Available data -
++++++++++++++++++++
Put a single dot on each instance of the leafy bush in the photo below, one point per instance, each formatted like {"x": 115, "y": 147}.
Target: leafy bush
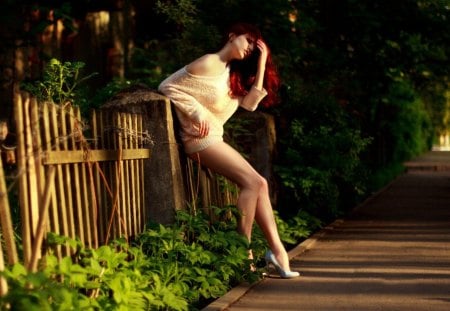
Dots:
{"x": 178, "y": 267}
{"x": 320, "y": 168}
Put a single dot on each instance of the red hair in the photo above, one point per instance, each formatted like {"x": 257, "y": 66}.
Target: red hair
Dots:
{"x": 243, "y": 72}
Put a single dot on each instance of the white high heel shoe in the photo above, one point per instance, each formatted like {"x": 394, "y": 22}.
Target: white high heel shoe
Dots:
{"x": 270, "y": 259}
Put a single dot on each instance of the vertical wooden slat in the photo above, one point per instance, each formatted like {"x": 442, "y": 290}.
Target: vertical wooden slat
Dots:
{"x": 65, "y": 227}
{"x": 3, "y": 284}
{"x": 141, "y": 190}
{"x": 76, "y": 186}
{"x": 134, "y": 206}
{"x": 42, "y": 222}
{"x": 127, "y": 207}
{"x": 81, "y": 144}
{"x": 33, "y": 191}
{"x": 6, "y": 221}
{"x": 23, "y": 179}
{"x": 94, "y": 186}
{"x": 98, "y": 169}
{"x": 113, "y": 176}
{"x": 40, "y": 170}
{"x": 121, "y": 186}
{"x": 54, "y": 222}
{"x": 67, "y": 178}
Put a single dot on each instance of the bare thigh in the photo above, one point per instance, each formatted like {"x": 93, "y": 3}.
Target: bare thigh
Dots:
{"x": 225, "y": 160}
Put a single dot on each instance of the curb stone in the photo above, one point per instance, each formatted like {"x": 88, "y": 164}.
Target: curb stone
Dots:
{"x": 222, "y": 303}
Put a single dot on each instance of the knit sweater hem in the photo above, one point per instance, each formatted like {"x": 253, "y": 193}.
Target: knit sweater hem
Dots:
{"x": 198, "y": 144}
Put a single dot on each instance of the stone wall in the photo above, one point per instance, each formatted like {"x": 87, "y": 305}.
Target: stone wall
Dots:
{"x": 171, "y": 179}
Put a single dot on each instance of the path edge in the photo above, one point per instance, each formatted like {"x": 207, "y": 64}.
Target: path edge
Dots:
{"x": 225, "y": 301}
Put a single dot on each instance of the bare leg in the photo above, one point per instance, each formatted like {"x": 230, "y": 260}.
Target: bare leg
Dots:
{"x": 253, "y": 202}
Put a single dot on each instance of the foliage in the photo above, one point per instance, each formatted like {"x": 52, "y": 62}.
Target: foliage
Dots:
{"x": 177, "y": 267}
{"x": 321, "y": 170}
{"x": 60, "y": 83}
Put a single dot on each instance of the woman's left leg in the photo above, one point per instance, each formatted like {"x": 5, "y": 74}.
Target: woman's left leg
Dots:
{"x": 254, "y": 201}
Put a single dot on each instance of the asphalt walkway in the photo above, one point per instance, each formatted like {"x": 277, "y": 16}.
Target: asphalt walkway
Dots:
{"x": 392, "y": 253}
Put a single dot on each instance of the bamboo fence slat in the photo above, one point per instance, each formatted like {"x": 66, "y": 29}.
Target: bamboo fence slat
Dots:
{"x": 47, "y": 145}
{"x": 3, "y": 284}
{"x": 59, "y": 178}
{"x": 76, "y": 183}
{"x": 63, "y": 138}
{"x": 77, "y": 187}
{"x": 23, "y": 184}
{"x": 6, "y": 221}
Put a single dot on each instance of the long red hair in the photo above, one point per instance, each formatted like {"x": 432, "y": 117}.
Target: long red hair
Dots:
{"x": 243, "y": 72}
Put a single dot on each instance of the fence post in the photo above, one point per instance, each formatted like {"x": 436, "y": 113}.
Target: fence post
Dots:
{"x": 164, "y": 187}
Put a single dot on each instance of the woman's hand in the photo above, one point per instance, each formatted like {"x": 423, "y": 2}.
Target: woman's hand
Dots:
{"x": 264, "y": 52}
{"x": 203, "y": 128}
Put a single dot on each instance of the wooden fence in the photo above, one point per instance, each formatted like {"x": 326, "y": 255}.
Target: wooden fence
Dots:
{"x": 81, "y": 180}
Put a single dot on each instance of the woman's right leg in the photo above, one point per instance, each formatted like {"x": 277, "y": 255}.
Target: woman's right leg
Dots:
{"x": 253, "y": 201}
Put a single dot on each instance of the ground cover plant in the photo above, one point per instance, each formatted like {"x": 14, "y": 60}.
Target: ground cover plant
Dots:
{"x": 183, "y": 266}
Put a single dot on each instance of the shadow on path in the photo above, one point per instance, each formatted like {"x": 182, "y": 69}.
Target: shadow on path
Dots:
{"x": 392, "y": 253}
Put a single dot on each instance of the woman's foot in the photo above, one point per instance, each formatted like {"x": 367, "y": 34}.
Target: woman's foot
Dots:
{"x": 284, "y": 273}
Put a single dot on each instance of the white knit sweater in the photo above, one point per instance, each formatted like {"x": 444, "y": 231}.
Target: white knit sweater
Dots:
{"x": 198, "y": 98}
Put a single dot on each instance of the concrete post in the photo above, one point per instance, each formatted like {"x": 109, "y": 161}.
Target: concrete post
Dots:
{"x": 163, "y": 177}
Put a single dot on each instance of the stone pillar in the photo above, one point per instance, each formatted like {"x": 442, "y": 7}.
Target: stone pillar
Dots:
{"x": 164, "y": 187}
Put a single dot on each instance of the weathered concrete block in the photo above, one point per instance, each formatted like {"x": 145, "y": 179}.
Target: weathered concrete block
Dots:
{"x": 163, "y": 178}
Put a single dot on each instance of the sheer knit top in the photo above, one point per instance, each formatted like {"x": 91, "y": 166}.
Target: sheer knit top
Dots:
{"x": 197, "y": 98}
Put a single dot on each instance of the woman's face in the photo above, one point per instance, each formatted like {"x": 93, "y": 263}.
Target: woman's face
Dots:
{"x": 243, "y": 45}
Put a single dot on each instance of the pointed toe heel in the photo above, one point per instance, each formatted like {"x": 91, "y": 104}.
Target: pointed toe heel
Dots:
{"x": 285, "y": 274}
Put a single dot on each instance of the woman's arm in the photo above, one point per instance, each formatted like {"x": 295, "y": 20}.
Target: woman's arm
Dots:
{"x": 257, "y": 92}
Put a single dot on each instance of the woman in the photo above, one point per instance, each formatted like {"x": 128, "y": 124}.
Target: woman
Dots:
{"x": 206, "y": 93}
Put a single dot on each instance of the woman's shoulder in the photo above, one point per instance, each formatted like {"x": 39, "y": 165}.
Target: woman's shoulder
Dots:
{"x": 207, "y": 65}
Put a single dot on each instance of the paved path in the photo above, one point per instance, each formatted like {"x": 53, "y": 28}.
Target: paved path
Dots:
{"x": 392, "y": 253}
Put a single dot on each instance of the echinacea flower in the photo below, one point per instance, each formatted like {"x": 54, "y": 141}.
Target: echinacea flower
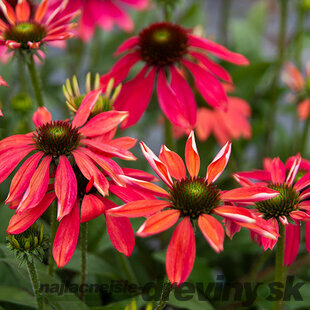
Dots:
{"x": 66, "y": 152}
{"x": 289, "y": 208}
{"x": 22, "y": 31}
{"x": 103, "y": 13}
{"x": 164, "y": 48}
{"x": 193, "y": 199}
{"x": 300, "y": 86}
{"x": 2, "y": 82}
++++++++++++++++++++
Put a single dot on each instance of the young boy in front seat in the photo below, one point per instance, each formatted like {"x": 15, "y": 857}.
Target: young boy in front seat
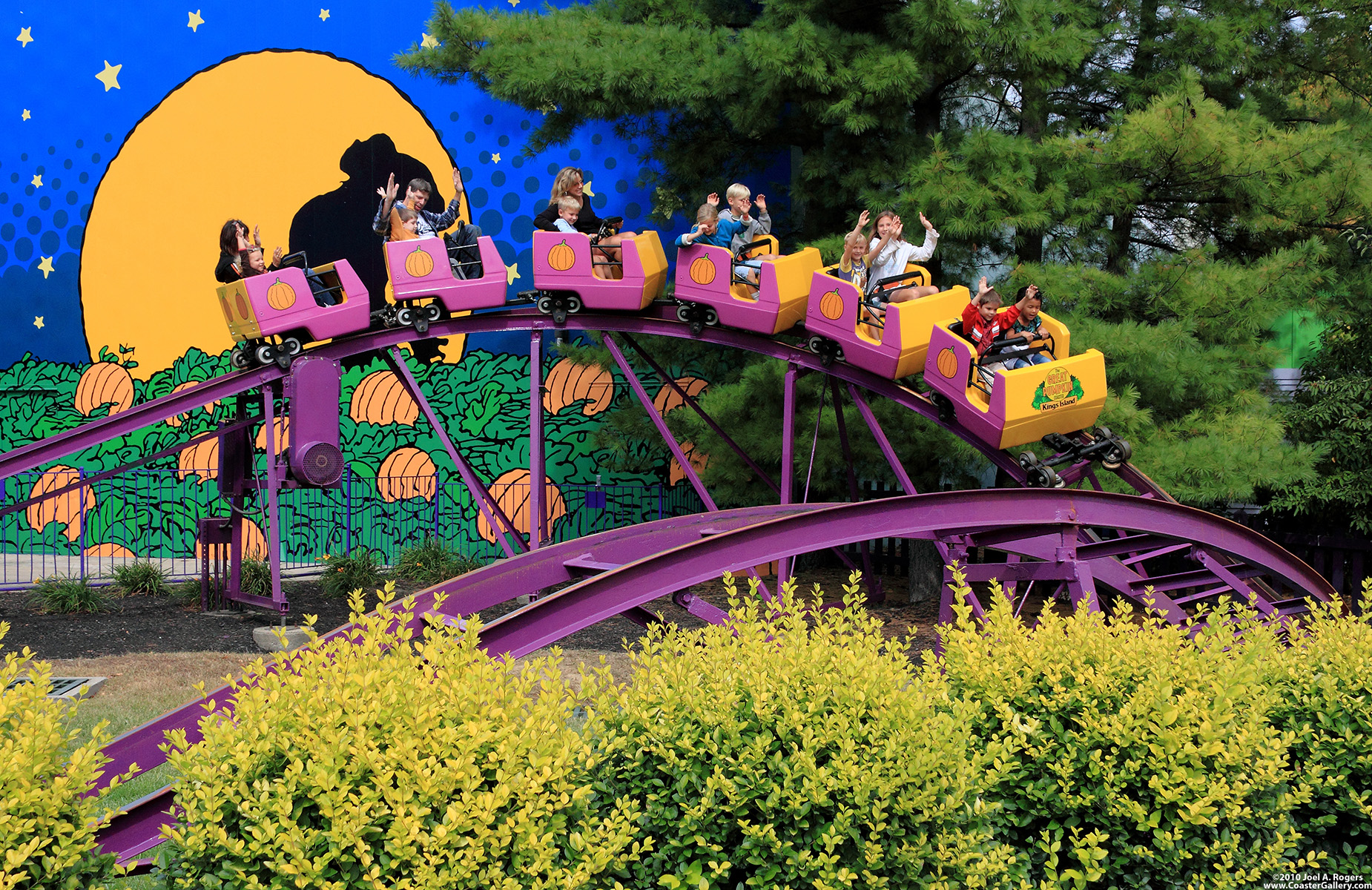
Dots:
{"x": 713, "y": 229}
++++++++++++++++++++
Line count for "front": count the lines of the records above that contain it and give only the number.

Solution - 2